**What is required:** Return the records that follow, matching each one exactly.

**Data entries:**
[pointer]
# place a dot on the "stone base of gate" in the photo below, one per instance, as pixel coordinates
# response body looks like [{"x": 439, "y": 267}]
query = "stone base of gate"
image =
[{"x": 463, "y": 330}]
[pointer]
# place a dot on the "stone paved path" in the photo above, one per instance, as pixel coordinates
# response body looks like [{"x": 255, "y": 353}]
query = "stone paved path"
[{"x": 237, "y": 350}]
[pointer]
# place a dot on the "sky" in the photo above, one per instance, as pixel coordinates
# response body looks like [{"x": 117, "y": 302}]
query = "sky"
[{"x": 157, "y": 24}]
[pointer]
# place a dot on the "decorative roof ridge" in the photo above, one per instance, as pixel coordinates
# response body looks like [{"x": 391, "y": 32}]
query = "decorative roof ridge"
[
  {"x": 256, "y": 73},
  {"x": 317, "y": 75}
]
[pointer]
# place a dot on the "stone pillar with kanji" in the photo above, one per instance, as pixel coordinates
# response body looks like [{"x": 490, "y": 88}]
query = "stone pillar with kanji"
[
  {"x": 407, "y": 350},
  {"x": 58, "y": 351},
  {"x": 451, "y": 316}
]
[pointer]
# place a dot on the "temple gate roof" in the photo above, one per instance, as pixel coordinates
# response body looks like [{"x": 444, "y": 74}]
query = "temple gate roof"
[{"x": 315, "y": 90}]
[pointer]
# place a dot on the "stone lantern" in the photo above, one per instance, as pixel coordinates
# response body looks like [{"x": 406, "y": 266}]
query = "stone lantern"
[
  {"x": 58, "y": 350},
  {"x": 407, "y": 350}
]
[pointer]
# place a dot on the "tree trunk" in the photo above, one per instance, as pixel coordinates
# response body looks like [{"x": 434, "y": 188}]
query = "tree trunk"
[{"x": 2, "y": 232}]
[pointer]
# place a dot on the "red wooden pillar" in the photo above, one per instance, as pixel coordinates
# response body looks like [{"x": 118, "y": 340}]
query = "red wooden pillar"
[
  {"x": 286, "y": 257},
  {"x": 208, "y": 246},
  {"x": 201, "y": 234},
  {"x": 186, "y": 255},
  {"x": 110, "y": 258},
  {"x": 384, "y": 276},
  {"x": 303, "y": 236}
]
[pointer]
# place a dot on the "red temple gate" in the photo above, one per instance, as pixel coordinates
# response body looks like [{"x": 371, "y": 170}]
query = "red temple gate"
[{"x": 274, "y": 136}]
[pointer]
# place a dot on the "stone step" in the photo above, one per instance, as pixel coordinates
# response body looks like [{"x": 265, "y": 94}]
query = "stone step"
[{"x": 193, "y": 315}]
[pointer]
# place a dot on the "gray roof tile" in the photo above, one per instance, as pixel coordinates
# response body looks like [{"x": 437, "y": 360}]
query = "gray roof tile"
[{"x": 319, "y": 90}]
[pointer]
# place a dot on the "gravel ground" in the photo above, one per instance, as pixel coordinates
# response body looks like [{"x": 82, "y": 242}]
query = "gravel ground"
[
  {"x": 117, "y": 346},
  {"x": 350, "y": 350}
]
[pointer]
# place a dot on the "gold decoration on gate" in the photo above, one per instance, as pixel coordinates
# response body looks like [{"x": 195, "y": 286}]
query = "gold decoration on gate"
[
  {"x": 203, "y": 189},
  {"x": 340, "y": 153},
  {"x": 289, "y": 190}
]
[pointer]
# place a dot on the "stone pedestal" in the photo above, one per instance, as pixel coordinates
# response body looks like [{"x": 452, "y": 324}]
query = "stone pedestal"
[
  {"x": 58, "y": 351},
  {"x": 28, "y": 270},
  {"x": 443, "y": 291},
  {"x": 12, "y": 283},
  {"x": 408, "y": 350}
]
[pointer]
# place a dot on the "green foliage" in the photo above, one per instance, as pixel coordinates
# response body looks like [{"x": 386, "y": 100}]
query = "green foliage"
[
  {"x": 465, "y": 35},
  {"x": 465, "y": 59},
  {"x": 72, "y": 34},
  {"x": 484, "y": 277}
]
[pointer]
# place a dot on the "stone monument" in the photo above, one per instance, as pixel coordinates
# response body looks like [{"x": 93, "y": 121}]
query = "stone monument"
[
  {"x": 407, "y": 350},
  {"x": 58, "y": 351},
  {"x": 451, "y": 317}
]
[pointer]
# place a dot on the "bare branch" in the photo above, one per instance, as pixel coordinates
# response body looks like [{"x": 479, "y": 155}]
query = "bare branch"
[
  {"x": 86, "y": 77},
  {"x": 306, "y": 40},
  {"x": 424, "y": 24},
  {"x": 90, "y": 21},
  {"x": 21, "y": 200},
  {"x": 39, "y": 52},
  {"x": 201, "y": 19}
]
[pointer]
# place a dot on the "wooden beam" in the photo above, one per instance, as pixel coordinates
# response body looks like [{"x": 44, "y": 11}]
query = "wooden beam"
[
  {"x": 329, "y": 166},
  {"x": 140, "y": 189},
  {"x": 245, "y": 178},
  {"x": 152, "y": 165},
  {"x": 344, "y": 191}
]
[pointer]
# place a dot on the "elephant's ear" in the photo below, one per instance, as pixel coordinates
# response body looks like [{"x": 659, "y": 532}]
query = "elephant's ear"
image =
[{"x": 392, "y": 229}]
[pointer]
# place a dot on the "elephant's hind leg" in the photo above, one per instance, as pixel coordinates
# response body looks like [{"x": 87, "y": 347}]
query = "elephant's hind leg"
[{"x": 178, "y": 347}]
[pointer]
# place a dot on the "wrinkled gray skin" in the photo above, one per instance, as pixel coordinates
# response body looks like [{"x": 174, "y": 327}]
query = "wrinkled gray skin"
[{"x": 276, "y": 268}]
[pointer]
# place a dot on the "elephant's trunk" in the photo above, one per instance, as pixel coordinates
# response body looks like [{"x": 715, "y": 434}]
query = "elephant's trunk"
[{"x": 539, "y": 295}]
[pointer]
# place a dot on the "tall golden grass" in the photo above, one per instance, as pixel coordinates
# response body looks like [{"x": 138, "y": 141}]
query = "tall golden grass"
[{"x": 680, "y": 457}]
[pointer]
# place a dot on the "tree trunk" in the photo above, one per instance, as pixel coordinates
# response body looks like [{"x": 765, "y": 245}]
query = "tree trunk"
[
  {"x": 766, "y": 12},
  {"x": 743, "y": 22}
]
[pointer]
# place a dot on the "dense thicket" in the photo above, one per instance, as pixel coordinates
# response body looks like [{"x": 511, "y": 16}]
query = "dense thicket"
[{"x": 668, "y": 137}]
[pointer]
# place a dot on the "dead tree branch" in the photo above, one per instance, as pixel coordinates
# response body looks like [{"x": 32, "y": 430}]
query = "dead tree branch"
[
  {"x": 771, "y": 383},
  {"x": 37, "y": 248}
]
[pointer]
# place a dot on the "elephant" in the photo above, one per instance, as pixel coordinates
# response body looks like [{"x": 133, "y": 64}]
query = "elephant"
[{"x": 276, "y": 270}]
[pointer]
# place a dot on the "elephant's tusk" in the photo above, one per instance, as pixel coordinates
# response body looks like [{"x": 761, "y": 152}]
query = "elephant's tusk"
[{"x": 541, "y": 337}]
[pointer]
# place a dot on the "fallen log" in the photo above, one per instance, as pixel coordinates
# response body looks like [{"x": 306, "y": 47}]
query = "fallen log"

**Task solution:**
[pointer]
# place a dot on the "stone base of gate" in the photo below, one per instance, as pixel coordinates
# response body looks like [{"x": 439, "y": 267}]
query = "stone base of gate"
image =
[{"x": 463, "y": 330}]
[pointer]
# place a dot on the "stone paved path" in the photo above, one per instance, as pixel coordinates
# response body looks like [{"x": 255, "y": 353}]
query = "stone paved path"
[{"x": 237, "y": 350}]
[pointer]
# place a dot on the "sky" in the photo above, one per instance, as pixel coordinates
# response body looks like [{"x": 117, "y": 302}]
query = "sky"
[{"x": 157, "y": 24}]
[pointer]
# place a dot on the "decorative roof ridge" in the photo above, one per instance, as pixel coordinates
# response body looks like [{"x": 391, "y": 32}]
query = "decorative roof ridge"
[
  {"x": 256, "y": 73},
  {"x": 317, "y": 75}
]
[pointer]
# place a dot on the "stone pillar with kanji" in the photo above, one per instance, as pixel coordinates
# response body looks like [{"x": 490, "y": 88}]
query = "stone pillar with kanji"
[
  {"x": 407, "y": 350},
  {"x": 58, "y": 351},
  {"x": 451, "y": 316}
]
[pointer]
# place a dot on the "temple gate roof" in the photo above, one per instance, as pixel coordinates
# response body looks like [{"x": 444, "y": 74}]
query = "temple gate roof"
[{"x": 315, "y": 90}]
[pointer]
# place a dot on the "stone lantern" in the photo above, one per instance, as pixel coordinates
# response body looks like [{"x": 406, "y": 266}]
query = "stone lantern"
[
  {"x": 58, "y": 350},
  {"x": 407, "y": 350}
]
[pointer]
# place a dot on the "tree trunk" in the photo above, one per instance, as pixel coordinates
# response body looks like [{"x": 434, "y": 188}]
query = "tree trunk"
[{"x": 2, "y": 232}]
[pointer]
# place a dot on the "red wooden pillar" in the photo above, one per instance, as pixel coordinates
# response body looks like [{"x": 118, "y": 340}]
query = "red wooden pillar"
[
  {"x": 286, "y": 257},
  {"x": 208, "y": 246},
  {"x": 201, "y": 234},
  {"x": 186, "y": 255},
  {"x": 110, "y": 258},
  {"x": 384, "y": 276},
  {"x": 303, "y": 236}
]
[pointer]
# place a dot on the "red temple gate" in the photo above, one per instance, as pixel coordinates
# response body looks like [{"x": 371, "y": 170}]
query = "red temple gate"
[{"x": 274, "y": 136}]
[pointer]
# place a dot on the "stone step" in the photo above, one per instance, as pixel coordinates
# response body looks like [{"x": 265, "y": 94}]
query = "stone step"
[{"x": 193, "y": 315}]
[pointer]
# place a dot on the "gray roof tile" in the photo above, one per instance, as pixel coordinates
# response body looks like [{"x": 437, "y": 360}]
query = "gray roof tile"
[{"x": 319, "y": 90}]
[pointer]
# place a dot on the "gravel ground" in the photo above, one per instance, as pixel coordinates
# response body looks like [{"x": 82, "y": 242}]
query = "gravel ground"
[
  {"x": 117, "y": 346},
  {"x": 350, "y": 350}
]
[pointer]
# place a dot on the "gold decoration on gate" in the photo above, one per instance, as pixel coordinates
# response body looks like [{"x": 195, "y": 286}]
query = "gold decoration on gate"
[
  {"x": 203, "y": 189},
  {"x": 340, "y": 153},
  {"x": 289, "y": 190}
]
[pointer]
# place a dot on the "stone pedestal" in the photo above, one per instance, as pixel coordinates
# response body looks like [{"x": 452, "y": 324}]
query = "stone pedestal"
[
  {"x": 58, "y": 351},
  {"x": 28, "y": 270},
  {"x": 443, "y": 291},
  {"x": 12, "y": 283},
  {"x": 408, "y": 350}
]
[pointer]
# place a dot on the "green foliage" in the photo above, one per instance, as pixel coordinates
# response body looks like [{"x": 386, "y": 100}]
query = "green foliage"
[
  {"x": 465, "y": 35},
  {"x": 465, "y": 59},
  {"x": 72, "y": 34},
  {"x": 484, "y": 277}
]
[pointer]
# place a dot on the "stone monument" in the photo above, one per instance, as pixel coordinates
# response body looks like [{"x": 93, "y": 121}]
query = "stone monument"
[
  {"x": 407, "y": 350},
  {"x": 58, "y": 351},
  {"x": 451, "y": 317}
]
[pointer]
# place a dot on the "bare branch" in the photo above, one per instance, as pixel coordinates
# response body looks like [{"x": 479, "y": 155}]
query = "bare branch"
[
  {"x": 86, "y": 77},
  {"x": 306, "y": 40},
  {"x": 424, "y": 24},
  {"x": 90, "y": 21},
  {"x": 21, "y": 200},
  {"x": 39, "y": 52},
  {"x": 201, "y": 19}
]
[pointer]
# place a dot on the "wooden beam" in the photo above, one per instance, as pixel coordinates
# response body looks like [{"x": 44, "y": 11}]
query = "wooden beam"
[
  {"x": 329, "y": 166},
  {"x": 140, "y": 189},
  {"x": 245, "y": 178},
  {"x": 152, "y": 165},
  {"x": 344, "y": 191}
]
[pointer]
# place a dot on the "elephant's ear" in the photo below, one per instance, as pixel coordinates
# response body looks like [{"x": 659, "y": 532}]
query = "elephant's ear"
image =
[{"x": 392, "y": 229}]
[pointer]
# place a dot on the "elephant's hind leg" in the photo above, one per instance, as pixel coordinates
# response body looks like [{"x": 87, "y": 347}]
query = "elephant's hind leg"
[{"x": 178, "y": 347}]
[pointer]
# place a dot on the "wrinkled gray skin" in the photo above, one per instance, as pixel coordinates
# response body looks like [{"x": 174, "y": 327}]
query = "wrinkled gray skin"
[{"x": 276, "y": 268}]
[pointer]
# place a dot on the "elephant's trunk" in the photo above, one per instance, as pixel coordinates
# response body looks like [{"x": 715, "y": 434}]
query = "elephant's trunk"
[{"x": 539, "y": 295}]
[pointer]
# place a dot on the "tall golden grass" in the photo above, one per instance, as pixel coordinates
# response body looks like [{"x": 138, "y": 141}]
query = "tall golden grass"
[{"x": 680, "y": 457}]
[pointer]
# place a dot on the "tree trunk" in the photo above, one per instance, as pixel coordinates
# response body looks like [{"x": 765, "y": 245}]
query = "tree trunk"
[
  {"x": 766, "y": 12},
  {"x": 743, "y": 22}
]
[pointer]
# place a dot on the "dense thicket" in the photo above, one per instance, as pixel coordinates
# response body looks like [{"x": 511, "y": 16}]
query = "dense thicket"
[{"x": 668, "y": 137}]
[pointer]
# place a dot on the "dead tree branch" in the photo above, one per instance, as pixel coordinates
# response body looks like [{"x": 32, "y": 430}]
query = "dead tree branch"
[
  {"x": 771, "y": 383},
  {"x": 37, "y": 248}
]
[pointer]
# place a dot on the "elephant" in the photo above, one per instance, as pixel coordinates
# response body looks like [{"x": 133, "y": 64}]
query = "elephant"
[{"x": 276, "y": 270}]
[pointer]
# place a dot on the "elephant's tusk" in the photo above, one per instance, as pixel coordinates
# response body looks like [{"x": 761, "y": 152}]
query = "elephant's tusk"
[{"x": 541, "y": 337}]
[pointer]
# place a dot on the "fallen log" in the photo above, one per instance, as pixel coordinates
# response body looks like [{"x": 306, "y": 47}]
query = "fallen log"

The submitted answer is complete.